## Document segment:

Fauci Argues For Sympathy Toward Deborah Birx: She Was In A ‘Tough Situation’
Dr. Anthony Fauci said Wednesday that Americans should consider forgiving Dr. Deborah Birx, the former response coordinator for the Trump administration’s coronavirus task force who has drawn flak for not vocally debunking the 45th president’s more outlandish ideas for combating COVID-19, including injecting people with disinfectant.
“She was in a tough situation,” Fauci told CNN’s Chris Cuomo. “You really need to understand, she was living in the White House. She had an office in the lower level of the West Wing. And I guess, obviously, you say she could have done more, but it was really tough on her. She was a military person. She understands the chain of command. And I think if you ask her now, she probably would say she should have done more, but you really need to cut her some slack, the way I do.”
Birx, who has recently gone public with statements arguing that the White House could have saved hundreds of thousands of lives at the onset of the pandemic with better coordination, gave a similar argument in March during an ABC News interview.
At the time, she said Trump’s bizarre suggestions about disinfectant and injecting the body with light to “cure” COVID-19 had blindsided her, but 30 years of military service had trained her to obey her commanding officer and prevented her from speaking up more.
Cuomo countered Fauci by asking the infectious disease expert if he personally thought he should have done more to amplify the dangers of COVID-19 and notify the public that Trump was “lying” and attempting to downplay the dangers of the virus.

## Recorded information:
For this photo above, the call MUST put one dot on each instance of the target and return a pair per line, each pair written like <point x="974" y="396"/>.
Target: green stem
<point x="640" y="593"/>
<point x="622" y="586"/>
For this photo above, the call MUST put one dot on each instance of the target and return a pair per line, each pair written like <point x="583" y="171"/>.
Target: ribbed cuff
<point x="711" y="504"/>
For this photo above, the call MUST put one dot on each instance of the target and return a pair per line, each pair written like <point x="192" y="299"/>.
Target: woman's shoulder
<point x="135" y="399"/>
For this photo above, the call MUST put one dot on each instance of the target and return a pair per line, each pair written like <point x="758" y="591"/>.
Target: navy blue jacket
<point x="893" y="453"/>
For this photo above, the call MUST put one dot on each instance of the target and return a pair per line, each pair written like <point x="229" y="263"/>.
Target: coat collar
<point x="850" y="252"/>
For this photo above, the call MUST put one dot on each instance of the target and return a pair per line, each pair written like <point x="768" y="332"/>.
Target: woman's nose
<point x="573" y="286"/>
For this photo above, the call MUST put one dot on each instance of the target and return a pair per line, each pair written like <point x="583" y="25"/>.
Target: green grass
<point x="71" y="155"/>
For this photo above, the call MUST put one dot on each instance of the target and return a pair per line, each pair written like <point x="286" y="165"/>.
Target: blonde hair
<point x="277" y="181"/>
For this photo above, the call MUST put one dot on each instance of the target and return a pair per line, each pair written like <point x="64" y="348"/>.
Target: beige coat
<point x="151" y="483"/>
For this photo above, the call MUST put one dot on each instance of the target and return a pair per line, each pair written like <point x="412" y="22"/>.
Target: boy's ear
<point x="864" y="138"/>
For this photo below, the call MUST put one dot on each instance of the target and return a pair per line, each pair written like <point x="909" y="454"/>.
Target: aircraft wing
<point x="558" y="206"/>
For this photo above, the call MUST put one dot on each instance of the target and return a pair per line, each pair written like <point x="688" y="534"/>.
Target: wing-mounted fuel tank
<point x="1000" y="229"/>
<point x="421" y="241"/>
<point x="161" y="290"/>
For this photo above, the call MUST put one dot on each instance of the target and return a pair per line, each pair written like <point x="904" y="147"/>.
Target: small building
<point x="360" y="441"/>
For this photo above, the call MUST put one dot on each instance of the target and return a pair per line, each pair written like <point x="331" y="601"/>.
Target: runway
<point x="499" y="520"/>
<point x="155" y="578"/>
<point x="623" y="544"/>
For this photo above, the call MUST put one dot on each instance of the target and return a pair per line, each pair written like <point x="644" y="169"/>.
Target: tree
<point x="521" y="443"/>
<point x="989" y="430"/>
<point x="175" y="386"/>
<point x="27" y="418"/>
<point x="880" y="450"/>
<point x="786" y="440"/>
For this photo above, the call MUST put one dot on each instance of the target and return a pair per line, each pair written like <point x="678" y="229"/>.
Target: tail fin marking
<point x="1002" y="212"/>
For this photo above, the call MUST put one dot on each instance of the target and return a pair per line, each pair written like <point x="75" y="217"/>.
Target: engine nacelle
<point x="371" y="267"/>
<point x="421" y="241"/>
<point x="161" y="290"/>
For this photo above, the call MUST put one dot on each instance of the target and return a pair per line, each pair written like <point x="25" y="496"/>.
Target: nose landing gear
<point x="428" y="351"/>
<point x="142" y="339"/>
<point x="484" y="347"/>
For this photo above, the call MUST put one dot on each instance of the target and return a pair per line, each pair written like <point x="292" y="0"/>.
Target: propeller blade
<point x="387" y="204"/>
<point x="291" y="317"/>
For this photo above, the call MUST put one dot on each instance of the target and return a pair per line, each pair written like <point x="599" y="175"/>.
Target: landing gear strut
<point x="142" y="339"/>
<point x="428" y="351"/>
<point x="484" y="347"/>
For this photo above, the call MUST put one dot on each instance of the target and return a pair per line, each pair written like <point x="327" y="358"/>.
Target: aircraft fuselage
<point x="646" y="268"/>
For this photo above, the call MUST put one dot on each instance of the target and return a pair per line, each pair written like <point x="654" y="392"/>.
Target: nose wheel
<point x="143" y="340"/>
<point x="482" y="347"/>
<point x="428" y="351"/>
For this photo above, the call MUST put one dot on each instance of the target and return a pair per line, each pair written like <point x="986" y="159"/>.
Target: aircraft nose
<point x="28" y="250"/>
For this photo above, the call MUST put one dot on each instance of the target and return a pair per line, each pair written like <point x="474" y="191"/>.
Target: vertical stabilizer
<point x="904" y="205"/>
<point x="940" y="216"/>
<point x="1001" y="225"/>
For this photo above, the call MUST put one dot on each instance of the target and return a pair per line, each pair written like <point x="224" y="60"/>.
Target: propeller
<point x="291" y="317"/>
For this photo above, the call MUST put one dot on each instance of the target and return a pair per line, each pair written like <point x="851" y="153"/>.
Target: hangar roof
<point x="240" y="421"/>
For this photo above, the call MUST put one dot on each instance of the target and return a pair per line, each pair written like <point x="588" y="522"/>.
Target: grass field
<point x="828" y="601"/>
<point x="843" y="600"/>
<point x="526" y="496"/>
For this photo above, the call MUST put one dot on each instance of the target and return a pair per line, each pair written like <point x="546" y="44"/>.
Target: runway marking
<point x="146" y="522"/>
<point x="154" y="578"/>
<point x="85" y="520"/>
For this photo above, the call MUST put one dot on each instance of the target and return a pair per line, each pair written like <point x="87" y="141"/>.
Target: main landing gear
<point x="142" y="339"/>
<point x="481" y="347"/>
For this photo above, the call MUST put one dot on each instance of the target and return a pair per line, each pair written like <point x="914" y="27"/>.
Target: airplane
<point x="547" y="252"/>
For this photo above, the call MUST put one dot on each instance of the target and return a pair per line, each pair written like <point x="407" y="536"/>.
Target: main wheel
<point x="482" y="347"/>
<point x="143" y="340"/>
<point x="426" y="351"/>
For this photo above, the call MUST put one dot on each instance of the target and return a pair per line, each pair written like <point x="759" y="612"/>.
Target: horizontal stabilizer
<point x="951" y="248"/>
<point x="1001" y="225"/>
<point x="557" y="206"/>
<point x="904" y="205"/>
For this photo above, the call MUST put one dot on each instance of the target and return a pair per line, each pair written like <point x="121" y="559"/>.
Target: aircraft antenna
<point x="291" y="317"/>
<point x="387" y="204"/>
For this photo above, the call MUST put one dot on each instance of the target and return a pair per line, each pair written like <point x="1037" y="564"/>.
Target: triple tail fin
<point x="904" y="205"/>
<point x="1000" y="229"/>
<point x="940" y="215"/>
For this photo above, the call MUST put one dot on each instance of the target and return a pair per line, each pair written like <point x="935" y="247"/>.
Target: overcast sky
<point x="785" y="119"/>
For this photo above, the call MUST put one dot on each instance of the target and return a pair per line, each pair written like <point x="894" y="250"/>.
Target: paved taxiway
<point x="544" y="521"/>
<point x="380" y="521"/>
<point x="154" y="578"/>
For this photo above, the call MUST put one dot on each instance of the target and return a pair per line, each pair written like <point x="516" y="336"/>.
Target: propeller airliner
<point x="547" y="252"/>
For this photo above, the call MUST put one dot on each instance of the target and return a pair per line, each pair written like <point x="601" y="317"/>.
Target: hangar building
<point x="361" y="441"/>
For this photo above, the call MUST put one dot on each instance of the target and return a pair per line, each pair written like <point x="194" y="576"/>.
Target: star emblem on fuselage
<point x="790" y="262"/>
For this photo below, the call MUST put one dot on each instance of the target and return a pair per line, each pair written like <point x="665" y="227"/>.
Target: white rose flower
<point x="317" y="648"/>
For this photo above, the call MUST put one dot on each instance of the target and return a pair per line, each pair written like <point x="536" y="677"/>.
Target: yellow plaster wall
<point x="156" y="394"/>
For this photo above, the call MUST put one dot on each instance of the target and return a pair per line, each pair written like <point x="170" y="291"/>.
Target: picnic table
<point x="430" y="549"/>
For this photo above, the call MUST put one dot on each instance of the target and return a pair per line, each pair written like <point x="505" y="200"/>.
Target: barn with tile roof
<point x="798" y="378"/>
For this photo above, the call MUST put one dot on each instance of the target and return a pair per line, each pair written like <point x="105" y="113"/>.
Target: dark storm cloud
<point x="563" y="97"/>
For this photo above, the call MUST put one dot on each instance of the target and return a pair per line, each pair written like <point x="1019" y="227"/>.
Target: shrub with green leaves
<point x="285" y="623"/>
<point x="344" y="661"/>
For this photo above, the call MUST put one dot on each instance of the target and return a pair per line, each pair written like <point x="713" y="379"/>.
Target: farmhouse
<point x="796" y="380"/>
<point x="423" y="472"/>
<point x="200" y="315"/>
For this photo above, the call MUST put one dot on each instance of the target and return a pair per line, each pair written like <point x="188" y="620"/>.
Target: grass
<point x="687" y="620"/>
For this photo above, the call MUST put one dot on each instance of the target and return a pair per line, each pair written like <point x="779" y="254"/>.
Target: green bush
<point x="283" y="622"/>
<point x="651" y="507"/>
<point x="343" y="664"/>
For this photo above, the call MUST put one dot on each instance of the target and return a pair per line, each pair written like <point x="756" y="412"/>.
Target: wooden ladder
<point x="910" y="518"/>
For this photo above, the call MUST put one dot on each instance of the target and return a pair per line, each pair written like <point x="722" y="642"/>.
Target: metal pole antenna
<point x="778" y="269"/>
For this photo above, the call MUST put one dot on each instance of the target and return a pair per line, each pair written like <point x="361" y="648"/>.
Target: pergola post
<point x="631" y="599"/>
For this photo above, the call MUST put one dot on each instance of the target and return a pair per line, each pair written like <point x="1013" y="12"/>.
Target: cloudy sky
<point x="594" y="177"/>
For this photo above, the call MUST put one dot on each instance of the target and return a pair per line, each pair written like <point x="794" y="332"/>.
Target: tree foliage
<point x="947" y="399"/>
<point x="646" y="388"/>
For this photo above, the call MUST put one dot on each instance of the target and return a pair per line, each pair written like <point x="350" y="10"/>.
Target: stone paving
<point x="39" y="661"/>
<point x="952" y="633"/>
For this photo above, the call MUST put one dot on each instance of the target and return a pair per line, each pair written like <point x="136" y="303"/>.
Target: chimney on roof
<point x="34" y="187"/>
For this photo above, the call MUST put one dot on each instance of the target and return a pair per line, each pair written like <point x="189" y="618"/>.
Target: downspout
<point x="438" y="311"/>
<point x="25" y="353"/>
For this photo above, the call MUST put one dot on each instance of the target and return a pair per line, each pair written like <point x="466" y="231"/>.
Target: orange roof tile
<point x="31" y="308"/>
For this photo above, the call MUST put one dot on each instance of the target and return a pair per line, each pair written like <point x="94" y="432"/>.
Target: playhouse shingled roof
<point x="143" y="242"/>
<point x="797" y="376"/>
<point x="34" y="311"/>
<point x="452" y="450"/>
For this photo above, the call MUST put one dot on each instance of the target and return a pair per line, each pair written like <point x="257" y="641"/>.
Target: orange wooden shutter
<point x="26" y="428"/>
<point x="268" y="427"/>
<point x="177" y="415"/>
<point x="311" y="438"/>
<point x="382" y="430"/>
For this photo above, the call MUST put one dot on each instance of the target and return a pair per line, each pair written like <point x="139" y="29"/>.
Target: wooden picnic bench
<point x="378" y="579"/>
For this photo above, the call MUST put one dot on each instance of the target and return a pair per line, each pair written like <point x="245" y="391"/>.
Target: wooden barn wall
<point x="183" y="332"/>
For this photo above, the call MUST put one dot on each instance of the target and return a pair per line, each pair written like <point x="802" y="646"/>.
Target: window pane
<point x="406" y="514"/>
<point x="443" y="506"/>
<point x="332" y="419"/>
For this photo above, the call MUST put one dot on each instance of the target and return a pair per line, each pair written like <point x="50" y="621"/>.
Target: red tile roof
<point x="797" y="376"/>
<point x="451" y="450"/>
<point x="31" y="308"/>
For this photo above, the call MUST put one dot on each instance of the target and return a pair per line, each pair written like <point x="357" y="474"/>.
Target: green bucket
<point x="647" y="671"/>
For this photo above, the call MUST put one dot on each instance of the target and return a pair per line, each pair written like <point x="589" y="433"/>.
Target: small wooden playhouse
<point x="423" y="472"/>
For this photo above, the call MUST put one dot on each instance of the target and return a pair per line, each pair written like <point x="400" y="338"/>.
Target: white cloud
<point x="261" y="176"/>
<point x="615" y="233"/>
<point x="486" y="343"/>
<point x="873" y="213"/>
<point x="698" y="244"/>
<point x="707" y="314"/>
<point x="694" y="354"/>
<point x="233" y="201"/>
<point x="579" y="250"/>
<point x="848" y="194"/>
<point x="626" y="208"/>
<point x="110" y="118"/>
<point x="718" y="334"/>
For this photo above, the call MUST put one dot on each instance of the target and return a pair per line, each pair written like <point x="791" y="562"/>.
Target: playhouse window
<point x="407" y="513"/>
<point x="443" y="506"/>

## Using the information:
A. Repeat, word for word, the part of the article on Fauci and Birx that opens with the words containing "Birx, who has" and closes with "of the virus.".
B. Carry on the article about Fauci's defense of Deborah Birx from the point where it stops.
The rows above have no role in what follows.

## List of answers:
A.
Birx, who has recently gone public with statements arguing that the White House could have saved hundreds of thousands of lives at the onset of the pandemic with better coordination, gave a similar argument in March during an ABC News interview.
At the time, she said Trump’s bizarre suggestions about disinfectant and injecting the body with light to “cure” COVID-19 had blindsided her, but 30 years of military service had trained her to obey her commanding officer and prevented her from speaking up more.
Cuomo countered Fauci by asking the infectious disease expert if he personally thought he should have done more to amplify the dangers of COVID-19 and notify the public that Trump was “lying” and attempting to downplay the dangers of the virus.

B.
“I don’t think you can just come out and say this guy is lying,” Fauci replied. “I don’t know how good that would have been. But I certainly clashed with the president, you know that. We had a considerable amount of stress and tension between us when I spoke out against him with hydroxychloroquine, when he said this is going to end tomorrow, it’s going to go away. I said no, it’s not just going to go away.”
Fauci said many of the recommendations he and Birx had offered the former president “caused a lot of stress and strain,” adding that he wanted to put the past behind him and move forward in fighting COVID-19.
Critics of Birx have called her an “enabler” of Donald Trump, and the former president had no kind words for the immunology expert in a press statement that he issued Monday, calling her and Fauci “self-promoters trying to reinvent history to cover for their bad instincts and faulty recommendations, which I fortunately almost always overturned.”
“Dr. Birx is a proven liar with very little credibility left,” Trump said, insisting that Fauci would always “talk negatively about her and, in fact, would ask not to be in the same room with her.”